(A run of entries)
* * * * * * * * *
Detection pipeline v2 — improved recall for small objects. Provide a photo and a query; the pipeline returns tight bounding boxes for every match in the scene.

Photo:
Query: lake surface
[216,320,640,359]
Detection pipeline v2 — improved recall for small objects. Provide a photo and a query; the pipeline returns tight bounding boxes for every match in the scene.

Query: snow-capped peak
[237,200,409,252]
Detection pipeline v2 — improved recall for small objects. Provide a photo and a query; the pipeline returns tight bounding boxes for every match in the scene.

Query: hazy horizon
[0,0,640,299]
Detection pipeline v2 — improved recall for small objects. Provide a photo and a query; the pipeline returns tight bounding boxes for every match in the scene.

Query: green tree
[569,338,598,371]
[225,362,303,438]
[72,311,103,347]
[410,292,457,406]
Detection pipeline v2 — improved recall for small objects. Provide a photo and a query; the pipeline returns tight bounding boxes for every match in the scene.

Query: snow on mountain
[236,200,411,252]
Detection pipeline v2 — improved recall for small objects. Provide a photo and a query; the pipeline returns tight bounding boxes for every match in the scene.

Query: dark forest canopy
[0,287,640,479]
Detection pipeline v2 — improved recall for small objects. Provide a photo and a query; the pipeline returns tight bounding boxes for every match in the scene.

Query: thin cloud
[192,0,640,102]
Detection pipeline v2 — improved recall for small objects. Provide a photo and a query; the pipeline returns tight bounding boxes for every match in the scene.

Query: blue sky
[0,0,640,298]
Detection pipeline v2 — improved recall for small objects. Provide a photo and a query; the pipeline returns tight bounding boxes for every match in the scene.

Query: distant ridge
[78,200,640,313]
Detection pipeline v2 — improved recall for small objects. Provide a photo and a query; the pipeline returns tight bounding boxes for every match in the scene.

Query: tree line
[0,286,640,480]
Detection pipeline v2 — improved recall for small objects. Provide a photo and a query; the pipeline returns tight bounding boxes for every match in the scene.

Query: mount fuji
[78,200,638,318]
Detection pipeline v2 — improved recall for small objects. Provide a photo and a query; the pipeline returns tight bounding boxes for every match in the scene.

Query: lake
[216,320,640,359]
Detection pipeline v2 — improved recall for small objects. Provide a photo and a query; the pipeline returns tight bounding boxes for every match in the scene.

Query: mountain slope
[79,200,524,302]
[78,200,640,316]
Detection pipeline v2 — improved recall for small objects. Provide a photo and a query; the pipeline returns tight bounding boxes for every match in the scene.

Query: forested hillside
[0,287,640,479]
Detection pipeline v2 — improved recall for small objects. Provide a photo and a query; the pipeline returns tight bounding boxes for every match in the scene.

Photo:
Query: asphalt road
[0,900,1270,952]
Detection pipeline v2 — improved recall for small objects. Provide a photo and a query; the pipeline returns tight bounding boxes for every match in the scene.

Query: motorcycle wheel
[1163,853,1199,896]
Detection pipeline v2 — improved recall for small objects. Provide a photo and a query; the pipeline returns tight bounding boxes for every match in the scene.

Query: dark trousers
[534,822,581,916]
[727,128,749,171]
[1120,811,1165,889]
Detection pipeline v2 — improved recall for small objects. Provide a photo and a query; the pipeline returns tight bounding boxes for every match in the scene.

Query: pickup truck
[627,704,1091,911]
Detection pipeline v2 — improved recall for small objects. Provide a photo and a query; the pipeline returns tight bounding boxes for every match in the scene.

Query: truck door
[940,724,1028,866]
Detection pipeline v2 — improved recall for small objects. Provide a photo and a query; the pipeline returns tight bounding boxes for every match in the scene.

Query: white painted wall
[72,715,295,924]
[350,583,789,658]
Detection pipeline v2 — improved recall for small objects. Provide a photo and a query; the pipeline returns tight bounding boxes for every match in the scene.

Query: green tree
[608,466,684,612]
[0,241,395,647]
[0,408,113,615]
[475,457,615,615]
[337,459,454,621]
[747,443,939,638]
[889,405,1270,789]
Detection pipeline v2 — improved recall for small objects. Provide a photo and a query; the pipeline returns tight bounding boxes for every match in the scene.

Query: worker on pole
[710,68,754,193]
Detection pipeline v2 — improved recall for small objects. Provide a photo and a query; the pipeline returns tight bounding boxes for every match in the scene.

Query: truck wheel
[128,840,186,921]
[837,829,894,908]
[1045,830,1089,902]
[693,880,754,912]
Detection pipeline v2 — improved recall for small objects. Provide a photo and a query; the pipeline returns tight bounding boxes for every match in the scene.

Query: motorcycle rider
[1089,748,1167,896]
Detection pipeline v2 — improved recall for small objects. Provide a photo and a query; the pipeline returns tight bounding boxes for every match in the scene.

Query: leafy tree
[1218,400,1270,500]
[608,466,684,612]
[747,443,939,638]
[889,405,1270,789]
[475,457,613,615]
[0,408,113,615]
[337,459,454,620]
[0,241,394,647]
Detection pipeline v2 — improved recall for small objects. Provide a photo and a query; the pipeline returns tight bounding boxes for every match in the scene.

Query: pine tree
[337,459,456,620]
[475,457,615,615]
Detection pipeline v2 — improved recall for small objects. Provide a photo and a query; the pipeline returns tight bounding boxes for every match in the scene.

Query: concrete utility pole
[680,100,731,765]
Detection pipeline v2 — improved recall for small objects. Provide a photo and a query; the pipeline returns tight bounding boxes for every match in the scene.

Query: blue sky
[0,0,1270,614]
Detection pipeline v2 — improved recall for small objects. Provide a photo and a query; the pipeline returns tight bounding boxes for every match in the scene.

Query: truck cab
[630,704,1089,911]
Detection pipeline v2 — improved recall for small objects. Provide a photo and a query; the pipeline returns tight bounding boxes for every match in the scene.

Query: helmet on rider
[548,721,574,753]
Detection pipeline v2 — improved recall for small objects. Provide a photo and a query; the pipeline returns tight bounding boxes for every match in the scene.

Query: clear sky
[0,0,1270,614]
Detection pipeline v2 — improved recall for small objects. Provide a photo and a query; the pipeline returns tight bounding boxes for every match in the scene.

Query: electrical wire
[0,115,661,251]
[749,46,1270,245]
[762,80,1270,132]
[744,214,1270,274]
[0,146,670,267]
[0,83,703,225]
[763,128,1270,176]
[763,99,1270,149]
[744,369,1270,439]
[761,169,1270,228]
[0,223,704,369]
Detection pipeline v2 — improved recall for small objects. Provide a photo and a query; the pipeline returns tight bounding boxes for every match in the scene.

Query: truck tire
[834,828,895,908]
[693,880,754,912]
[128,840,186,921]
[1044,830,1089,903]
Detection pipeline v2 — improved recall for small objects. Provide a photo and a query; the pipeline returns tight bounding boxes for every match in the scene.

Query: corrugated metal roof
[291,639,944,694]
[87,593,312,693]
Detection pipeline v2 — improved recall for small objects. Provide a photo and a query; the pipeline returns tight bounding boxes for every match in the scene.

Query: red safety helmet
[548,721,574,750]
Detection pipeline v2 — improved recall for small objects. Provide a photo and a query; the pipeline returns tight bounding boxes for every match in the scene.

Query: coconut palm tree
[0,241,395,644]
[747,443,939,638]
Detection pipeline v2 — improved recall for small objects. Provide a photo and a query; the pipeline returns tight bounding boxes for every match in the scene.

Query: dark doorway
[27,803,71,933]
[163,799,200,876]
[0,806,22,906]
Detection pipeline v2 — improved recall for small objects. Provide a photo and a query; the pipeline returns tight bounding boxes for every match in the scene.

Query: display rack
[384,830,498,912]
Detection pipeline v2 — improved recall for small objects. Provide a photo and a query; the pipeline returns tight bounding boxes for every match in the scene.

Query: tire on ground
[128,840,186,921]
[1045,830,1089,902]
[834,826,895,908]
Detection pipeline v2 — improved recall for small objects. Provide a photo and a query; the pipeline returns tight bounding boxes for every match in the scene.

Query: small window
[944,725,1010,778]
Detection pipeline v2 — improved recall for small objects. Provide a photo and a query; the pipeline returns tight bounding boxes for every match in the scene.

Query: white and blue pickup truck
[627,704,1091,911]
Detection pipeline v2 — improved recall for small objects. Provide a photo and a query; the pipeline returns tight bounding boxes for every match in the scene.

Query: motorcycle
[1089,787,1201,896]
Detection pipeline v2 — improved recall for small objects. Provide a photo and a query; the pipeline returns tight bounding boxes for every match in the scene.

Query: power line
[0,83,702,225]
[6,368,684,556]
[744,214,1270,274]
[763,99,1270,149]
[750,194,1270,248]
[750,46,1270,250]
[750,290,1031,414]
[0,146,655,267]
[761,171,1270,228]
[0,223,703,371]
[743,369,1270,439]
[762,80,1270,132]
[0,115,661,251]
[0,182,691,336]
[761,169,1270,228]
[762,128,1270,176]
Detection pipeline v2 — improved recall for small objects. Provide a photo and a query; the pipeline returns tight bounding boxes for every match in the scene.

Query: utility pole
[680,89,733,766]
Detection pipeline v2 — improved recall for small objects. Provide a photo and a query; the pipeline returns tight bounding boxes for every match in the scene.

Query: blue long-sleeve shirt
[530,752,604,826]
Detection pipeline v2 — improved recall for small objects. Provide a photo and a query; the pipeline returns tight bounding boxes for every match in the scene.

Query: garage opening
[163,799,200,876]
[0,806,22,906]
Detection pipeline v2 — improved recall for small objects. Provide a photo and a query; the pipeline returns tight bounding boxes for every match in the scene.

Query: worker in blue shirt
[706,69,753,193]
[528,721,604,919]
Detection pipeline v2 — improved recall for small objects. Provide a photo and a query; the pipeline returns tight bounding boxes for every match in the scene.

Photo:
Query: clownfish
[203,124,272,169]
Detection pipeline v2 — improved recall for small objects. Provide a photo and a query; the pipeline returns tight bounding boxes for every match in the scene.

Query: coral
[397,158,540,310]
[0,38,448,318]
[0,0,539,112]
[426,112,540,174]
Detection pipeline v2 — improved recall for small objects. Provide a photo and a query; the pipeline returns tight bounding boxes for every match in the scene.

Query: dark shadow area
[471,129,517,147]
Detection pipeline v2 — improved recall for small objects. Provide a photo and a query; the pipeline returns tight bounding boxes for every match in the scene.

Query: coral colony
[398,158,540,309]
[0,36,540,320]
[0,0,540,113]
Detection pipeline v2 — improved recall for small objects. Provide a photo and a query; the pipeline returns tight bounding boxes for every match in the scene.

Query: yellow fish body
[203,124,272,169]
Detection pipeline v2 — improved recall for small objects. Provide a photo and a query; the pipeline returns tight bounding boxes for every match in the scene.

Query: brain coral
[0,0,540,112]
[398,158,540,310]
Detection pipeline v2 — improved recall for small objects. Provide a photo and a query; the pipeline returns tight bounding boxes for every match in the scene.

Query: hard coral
* * * * * * * * *
Write out again the entries from the very start through the line that contains "[237,200,409,252]", swapping "lake surface" for "water surface" and keeping everything else the same.

Detection pipeline v2 — improved recall for small objects. Provide a photo and a query; the pipeline returns tight bounding boxes for every match in the scene.

Photo:
Query: water surface
[216,320,640,359]
Detection pipeline v2 — improved recall for small objects. Provide a photo and a query; the pipeline returns tight bounding boxes for every match in the scene.

Query: snow-capped peak
[237,200,409,252]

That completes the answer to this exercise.